Şık, Hâkime “beraat ver” baskısı iddiasını Meclis gündemine taşıdı

Türkiye İşçi Partisi (TİP) İstanbul Milletvekili Ahmet Şık, Ankara 19. Asliye Ceza Mahkemesi’nde görevli bir hâkimin Milliyetçi Hareket Partisi (MHP) İstanbul İl Yöneticisi Y.K.’nın yargılandığı davada baskı altına alındığı iddialarını Türkiye Büyük Millet Meclisi’ne taşıdı. Şık, Adalet Bakanı Yılmaz Tunç’un yanıtlaması istemiyle yazılı soru önergesi verdi.

Şık’ın önergesine göre, söz konusu hâkim; Ankara Cumhuriyet Başsavcı Vekili A.A., Cumhuriyet Savcısı P.A. ve Yargıtay 11. Ceza Dairesi üyesi M.P. tarafından sanık Y.K.’ya beraat kararı verilmesi yönünde baskı gördüğünü iddia ederek Hâkimler ve Savcılar Kurulu (HSK) ve Yargıtay’a ihbarda bulundu. Basına yansıyan iddialarda, bu ihbarın ardından hâkimin “sürgün” niteliğinde Şanlıurfa’ya atandığı belirtildi.

“Bakanlık açıklamalarıyla gerçekler örtüşüyor mu?”

Bakanlığın sık sık “hâkim ve savcılara kimse baskı yapamaz” yönünde açıklamalar yaptığını hatırlatan Şık, bu tür beyanların sahadaki uygulamalarla çelişip çelişmediğinin ortaya konulması gerektiğini ifade etti. Şık, Bakan Tunç’a yönelttiği sorularda şu soruları iletti:

*Böyle bir dava dosyası bulunduğu doğru mudur? Doğru ise, bahse konu davada ne yönde karar verilmiştir?

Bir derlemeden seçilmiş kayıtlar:
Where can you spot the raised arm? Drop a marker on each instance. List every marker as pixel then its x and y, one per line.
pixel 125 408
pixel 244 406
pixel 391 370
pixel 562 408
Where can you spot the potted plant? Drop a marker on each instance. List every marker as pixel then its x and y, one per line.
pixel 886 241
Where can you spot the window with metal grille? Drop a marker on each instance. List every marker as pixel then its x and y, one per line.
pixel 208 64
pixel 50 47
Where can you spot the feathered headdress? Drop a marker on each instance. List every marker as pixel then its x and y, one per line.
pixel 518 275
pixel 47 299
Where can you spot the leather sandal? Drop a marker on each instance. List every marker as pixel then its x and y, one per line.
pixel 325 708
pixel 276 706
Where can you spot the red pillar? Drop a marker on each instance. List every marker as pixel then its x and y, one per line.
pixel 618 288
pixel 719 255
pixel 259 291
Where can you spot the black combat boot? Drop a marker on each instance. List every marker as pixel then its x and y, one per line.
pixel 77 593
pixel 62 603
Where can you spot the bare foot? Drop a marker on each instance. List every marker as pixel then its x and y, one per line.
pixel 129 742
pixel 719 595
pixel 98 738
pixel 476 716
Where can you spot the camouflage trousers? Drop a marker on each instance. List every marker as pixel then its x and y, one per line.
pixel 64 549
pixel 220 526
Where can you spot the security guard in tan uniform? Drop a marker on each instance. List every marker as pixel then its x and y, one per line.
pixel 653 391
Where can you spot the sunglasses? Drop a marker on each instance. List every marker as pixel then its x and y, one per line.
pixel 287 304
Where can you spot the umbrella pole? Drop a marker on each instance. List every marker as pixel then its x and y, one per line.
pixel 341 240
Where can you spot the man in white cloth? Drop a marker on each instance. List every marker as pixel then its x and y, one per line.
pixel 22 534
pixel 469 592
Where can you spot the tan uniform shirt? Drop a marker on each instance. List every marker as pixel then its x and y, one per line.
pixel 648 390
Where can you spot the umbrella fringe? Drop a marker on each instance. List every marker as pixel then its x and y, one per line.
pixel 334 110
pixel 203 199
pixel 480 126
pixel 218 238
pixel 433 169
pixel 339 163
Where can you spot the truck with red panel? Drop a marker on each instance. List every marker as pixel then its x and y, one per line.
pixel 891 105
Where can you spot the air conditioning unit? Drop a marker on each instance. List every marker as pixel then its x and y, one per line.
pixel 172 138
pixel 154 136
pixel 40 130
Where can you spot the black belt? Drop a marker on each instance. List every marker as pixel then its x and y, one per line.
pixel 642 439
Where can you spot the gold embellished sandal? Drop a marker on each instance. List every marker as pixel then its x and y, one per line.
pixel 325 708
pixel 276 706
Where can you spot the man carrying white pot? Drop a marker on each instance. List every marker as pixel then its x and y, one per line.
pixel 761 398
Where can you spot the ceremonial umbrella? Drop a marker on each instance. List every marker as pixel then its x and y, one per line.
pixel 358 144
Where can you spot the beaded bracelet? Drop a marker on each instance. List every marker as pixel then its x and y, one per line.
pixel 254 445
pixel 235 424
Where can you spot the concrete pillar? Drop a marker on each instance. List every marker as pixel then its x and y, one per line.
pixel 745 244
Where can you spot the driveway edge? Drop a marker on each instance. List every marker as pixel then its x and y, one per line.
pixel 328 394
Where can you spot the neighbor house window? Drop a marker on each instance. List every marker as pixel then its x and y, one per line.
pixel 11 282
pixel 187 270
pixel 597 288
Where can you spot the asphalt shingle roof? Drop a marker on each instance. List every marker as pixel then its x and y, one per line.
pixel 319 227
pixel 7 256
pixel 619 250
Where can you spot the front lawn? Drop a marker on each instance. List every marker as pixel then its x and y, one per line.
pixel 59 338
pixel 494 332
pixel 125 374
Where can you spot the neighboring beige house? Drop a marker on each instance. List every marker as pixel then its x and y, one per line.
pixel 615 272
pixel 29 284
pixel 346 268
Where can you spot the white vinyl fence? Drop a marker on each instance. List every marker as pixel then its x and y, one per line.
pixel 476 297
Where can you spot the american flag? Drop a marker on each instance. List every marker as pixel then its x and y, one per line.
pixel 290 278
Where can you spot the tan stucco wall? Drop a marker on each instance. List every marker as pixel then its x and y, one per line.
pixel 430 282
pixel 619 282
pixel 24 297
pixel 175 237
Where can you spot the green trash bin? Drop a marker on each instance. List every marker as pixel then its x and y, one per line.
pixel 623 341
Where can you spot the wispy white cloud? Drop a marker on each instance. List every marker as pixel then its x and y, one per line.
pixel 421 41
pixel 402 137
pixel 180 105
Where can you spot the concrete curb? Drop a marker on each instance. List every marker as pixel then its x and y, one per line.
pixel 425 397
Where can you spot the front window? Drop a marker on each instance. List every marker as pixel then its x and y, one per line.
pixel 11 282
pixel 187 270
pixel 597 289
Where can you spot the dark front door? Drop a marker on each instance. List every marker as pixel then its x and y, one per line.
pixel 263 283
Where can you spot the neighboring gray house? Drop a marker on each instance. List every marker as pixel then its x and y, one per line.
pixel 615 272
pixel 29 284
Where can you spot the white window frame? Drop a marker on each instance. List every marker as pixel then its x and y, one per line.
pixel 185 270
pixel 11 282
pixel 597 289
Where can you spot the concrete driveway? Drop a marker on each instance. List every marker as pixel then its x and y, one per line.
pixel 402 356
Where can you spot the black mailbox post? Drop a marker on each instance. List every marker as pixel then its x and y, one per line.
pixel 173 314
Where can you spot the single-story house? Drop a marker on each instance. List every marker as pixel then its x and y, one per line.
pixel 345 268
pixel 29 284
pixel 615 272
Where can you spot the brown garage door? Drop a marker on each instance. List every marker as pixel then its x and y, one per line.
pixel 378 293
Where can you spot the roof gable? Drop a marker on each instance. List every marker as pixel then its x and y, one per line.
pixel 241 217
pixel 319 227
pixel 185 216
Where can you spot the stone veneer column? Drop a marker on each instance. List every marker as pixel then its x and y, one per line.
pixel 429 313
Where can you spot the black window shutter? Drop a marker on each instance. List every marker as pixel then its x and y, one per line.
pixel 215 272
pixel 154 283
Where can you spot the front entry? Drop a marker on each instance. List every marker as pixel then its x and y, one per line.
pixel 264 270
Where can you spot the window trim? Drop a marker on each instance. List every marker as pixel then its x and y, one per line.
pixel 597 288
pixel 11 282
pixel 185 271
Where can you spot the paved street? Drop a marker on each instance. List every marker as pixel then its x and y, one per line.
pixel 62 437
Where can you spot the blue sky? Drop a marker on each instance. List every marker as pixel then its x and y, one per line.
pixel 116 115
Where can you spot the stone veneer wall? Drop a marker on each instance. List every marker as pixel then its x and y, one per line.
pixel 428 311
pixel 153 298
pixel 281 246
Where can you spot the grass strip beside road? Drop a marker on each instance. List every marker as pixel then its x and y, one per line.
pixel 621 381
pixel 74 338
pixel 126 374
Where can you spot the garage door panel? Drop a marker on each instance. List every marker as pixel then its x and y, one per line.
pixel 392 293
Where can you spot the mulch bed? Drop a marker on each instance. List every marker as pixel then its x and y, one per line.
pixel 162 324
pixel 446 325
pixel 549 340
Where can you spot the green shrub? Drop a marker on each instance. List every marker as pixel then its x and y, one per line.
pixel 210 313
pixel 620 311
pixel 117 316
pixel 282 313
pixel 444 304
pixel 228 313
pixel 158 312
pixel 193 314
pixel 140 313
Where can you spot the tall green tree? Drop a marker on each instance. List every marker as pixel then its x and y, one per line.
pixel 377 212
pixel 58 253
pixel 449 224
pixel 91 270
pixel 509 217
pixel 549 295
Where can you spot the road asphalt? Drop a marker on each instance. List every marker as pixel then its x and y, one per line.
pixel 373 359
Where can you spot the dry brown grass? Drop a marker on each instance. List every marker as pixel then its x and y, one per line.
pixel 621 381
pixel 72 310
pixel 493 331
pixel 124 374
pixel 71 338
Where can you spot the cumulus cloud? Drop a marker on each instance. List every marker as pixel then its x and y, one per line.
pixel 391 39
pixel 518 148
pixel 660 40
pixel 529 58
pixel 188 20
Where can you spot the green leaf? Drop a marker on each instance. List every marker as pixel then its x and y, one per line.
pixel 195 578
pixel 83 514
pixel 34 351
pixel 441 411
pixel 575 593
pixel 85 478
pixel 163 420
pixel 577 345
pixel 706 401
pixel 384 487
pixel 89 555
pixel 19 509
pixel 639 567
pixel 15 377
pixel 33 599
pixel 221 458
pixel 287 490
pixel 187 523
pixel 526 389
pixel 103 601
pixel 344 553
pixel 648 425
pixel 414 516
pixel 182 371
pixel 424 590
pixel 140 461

### Çalışılacak Konular
1. Ahmet Şık'ın soru önergesiyle ilgili haberi iki cümleyle özetleyin.
2. Ahmet Şık'ın soru önergesiyle ilgili habere göre, hâkimin ihbarından sonra hangi ile atandığı ileri sürülüyor?
3. Ahmet Şık'ın soru önergesiyle ilgili haberde "Türkiye İşçi Partisi" ifadesinden "Şanlıurfa’ya atandığı belirtildi." ifadesine kadar olan bölümü aynen yeniden yazın.

### Çözüm Kümesi
1. TİP İstanbul Milletvekili Ahmet Şık, Ankara 19. Asliye Ceza Mahkemesi'nde görevli bir hâkimin, MHP İstanbul İl Yöneticisi Y.K.'nın yargılandığı davada beraat kararı vermesi yönünde baskı gördüğü iddialarını Meclis'e taşıdı ve Adalet Bakanı Yılmaz Tunç'un yanıtlaması istemiyle yazılı soru önergesi verdi. Önergeye göre hâkim bu baskıyı HSK ve Yargıtay'a ihbar etti; basına yansıyan iddialarda ise bu ihbarın ardından hâkimin "sürgün" niteliğinde Şanlıurfa'ya atandığı belirtildi.

2. Şanlıurfa'ya.

3.
Türkiye İşçi Partisi (TİP) İstanbul Milletvekili Ahmet Şık, Ankara 19. Asliye Ceza Mahkemesi’nde görevli bir hâkimin Milliyetçi Hareket Partisi (MHP) İstanbul İl Yöneticisi Y.K.’nın yargılandığı davada baskı altına alındığı iddialarını Türkiye Büyük Millet Meclisi’ne taşıdı. Şık, Adalet Bakanı Yılmaz Tunç’un yanıtlaması istemiyle yazılı soru önergesi verdi.

Şık’ın önergesine göre, söz konusu hâkim; Ankara Cumhuriyet Başsavcı Vekili A.A., Cumhuriyet Savcısı P.A. ve Yargıtay 11. Ceza Dairesi üyesi M.P. tarafından sanık Y.K.’ya beraat kararı verilmesi yönünde baskı gördüğünü iddia ederek Hâkimler ve Savcılar Kurulu (HSK) ve Yargıtay’a ihbarda bulundu. Basına yansıyan iddialarda, bu ihbarın ardından hâkimin “sürgün” niteliğinde Şanlıurfa’ya atandığı belirtildi.